## Start Recorded data

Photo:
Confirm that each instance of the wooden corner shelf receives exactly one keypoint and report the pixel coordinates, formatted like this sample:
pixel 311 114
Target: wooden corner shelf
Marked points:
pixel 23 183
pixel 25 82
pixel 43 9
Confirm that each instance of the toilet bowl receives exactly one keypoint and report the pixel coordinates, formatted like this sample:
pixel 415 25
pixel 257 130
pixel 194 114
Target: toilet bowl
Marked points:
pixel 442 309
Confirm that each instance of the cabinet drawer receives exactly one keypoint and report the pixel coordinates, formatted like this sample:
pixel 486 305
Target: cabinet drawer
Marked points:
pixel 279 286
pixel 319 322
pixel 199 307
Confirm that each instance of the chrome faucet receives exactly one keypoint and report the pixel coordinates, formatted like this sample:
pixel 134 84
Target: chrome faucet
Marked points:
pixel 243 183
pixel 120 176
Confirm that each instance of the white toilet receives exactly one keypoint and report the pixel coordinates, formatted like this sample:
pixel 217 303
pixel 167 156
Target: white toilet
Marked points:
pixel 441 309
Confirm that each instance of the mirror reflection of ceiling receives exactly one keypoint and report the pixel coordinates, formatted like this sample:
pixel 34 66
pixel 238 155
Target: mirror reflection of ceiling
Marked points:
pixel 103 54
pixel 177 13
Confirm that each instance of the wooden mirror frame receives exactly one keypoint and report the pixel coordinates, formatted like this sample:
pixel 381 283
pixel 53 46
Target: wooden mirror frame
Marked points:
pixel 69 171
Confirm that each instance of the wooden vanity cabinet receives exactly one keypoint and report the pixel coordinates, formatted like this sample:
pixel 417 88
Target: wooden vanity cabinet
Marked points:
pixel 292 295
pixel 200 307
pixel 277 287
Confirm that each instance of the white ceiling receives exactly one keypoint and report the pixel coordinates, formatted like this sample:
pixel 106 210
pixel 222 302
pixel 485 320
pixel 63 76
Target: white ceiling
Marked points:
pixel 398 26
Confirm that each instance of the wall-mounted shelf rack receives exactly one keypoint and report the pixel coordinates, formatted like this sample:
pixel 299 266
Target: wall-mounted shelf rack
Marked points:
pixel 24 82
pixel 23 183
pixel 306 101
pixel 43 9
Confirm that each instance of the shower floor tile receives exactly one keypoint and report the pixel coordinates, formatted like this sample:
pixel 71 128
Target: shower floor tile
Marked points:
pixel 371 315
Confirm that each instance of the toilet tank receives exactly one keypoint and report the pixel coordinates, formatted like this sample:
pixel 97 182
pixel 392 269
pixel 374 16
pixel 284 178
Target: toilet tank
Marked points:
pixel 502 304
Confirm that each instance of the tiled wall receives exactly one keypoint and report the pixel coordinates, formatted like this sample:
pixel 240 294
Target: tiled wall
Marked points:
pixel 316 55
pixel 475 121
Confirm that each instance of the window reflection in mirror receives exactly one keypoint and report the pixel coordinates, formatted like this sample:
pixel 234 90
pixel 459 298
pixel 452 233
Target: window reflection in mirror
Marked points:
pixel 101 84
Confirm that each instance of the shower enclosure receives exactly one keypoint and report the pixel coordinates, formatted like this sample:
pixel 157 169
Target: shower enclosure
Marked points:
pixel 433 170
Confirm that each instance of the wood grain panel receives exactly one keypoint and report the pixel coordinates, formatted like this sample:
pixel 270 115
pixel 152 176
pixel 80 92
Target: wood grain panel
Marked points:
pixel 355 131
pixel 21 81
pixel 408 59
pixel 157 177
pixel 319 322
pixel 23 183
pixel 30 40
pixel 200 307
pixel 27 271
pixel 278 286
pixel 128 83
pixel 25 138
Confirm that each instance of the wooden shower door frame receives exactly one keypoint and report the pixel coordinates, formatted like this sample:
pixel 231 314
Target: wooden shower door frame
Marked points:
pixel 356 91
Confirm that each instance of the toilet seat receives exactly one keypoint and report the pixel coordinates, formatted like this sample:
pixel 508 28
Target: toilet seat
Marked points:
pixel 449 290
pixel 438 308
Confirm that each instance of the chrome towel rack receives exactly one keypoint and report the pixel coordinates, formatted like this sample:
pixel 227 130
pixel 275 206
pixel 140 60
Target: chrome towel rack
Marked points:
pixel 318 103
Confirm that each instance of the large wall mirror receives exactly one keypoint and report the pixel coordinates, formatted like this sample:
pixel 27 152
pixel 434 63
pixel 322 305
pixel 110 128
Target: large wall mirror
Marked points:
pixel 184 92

## End Recorded data

Work to complete: Put the lines of all the rows above into a numbered list, skipping any blank lines.

Exercise solution:
1. Photo:
2. Confirm that each instance of the wooden corner shelf receives exactly one keypoint and report the pixel coordinates, formatted like this sample:
3. pixel 311 114
4. Target: wooden corner shelf
5. Marked points:
6. pixel 23 183
7. pixel 25 82
8. pixel 43 9
9. Confirm that each instance of the toilet bowl receives exactly one keypoint and report the pixel coordinates, formatted like this sample:
10. pixel 415 25
11. pixel 257 130
12. pixel 194 114
13. Target: toilet bowl
14. Marked points:
15. pixel 442 309
16. Confirm that each instance of the cabinet drawer receives exactly one keypoint and report the pixel coordinates, formatted like this sample:
17. pixel 486 305
18. Target: cabinet drawer
19. Marked points:
20. pixel 279 286
21. pixel 319 322
22. pixel 199 307
23. Confirm that each instance of the chrome faucet receives exactly one keypoint and report the pixel coordinates, formatted like this sample:
24. pixel 134 84
25. Target: chrome faucet
26. Marked points:
27. pixel 243 183
28. pixel 120 176
29. Confirm that each instance of the white toilet receives exactly one keypoint and report the pixel coordinates, formatted like this sample:
30. pixel 217 303
31. pixel 167 156
32. Target: white toilet
33. Marked points:
34. pixel 441 309
35. Confirm that each instance of the mirror reflection of ceiling receives exactly one keypoint and report the pixel coordinates, formatted like this sample:
36. pixel 34 66
37. pixel 238 155
38. Target: mirror reflection of ceiling
39. Marked points:
40. pixel 103 54
41. pixel 177 13
42. Confirm that each instance of the wooden mirror frame receives exactly one keypoint and report the pixel coordinates, formatted like this sample:
43. pixel 381 283
44. pixel 53 46
45. Target: wooden mirror frame
46. Marked points:
47. pixel 69 171
48. Confirm that each instance of the wooden vanity cabinet receives exactly one keypoint and report the pixel coordinates, formatted like this sample:
49. pixel 417 88
50. Target: wooden vanity cabinet
51. Marked points:
52. pixel 292 295
53. pixel 200 307
54. pixel 277 287
55. Confirm that each instance of the white ceiling receives exactly one keypoint and report the pixel coordinates, formatted like this sample:
56. pixel 106 210
57. pixel 222 302
58. pixel 485 320
59. pixel 63 76
60. Target: white ceiling
61. Marked points:
62. pixel 398 26
63. Confirm that each instance of the wall-mounted shelf rack receives exactly one keypoint and report the pixel coordinates, formatted like this sample:
64. pixel 299 266
65. Target: wall-mounted shelf rack
66. Marked points:
67. pixel 24 82
68. pixel 23 183
69. pixel 306 101
70. pixel 43 9
71. Confirm that each instance of the shower floor tile receives exactly one keypoint and report the pixel coordinates, formatted like this sample:
72. pixel 71 128
73. Target: shower floor tile
74. Marked points:
75. pixel 371 315
76. Confirm that each instance of the toilet tank receives exactly one keypoint and report the pixel coordinates, formatted like this sample:
77. pixel 97 182
78. pixel 392 269
79. pixel 374 16
80. pixel 284 178
81. Target: toilet tank
82. Marked points:
83. pixel 502 304
84. Confirm that each instance of the tiled wall receives exactly one keypoint and report the pixel coordinates, formatted like this sample:
85. pixel 240 294
86. Target: tiled wall
87. Marked points:
88. pixel 316 55
89. pixel 475 121
90. Confirm that each instance of the window reflection in mirror receives exactly one keypoint and report the pixel coordinates, formatted like this sample:
91. pixel 234 90
92. pixel 459 298
93. pixel 452 233
94. Target: window reflection in mirror
95. Marked points:
96. pixel 101 84
97. Confirm that each instance of the shower enclosure receives exactly one keypoint and report the pixel coordinates, formatted like this sample:
98. pixel 157 169
99. Target: shower enclosure
100. Marked points:
101. pixel 433 170
102. Confirm that each instance of the wood grain panel receives exactly one keypoint and report the pixel coordinates, formatted like this sample:
103. pixel 270 115
104. pixel 152 176
105. pixel 80 92
106. Target: wood grain panel
107. Marked points:
108. pixel 355 131
109. pixel 21 81
110. pixel 408 59
111. pixel 157 177
112. pixel 319 322
113. pixel 23 183
114. pixel 30 40
115. pixel 200 307
116. pixel 27 271
117. pixel 278 286
118. pixel 128 83
119. pixel 25 138
120. Confirm that each instance of the wooden shower door frame receives exactly one keypoint and report the pixel coordinates, formatted like this sample:
121. pixel 231 314
122. Target: wooden shower door frame
123. Marked points:
124. pixel 356 91
125. Confirm that each instance of the toilet seat receives exactly one keypoint and report the pixel coordinates, formatted like this sample:
126. pixel 508 28
127. Target: toilet seat
128. Marked points:
129. pixel 449 290
130. pixel 438 308
131. Confirm that each instance of the chrome towel rack receives exactly one keypoint and report the pixel coordinates, formatted like this sample:
132. pixel 227 130
133. pixel 275 206
134. pixel 140 60
135. Target: chrome towel rack
136. Marked points:
137. pixel 318 103
138. Confirm that each instance of the large wall mirror receives exactly one keypoint and report the pixel coordinates, formatted like this sample:
139. pixel 27 152
140. pixel 434 63
141. pixel 322 305
142. pixel 110 128
143. Target: large wall mirror
144. Marked points:
145. pixel 184 92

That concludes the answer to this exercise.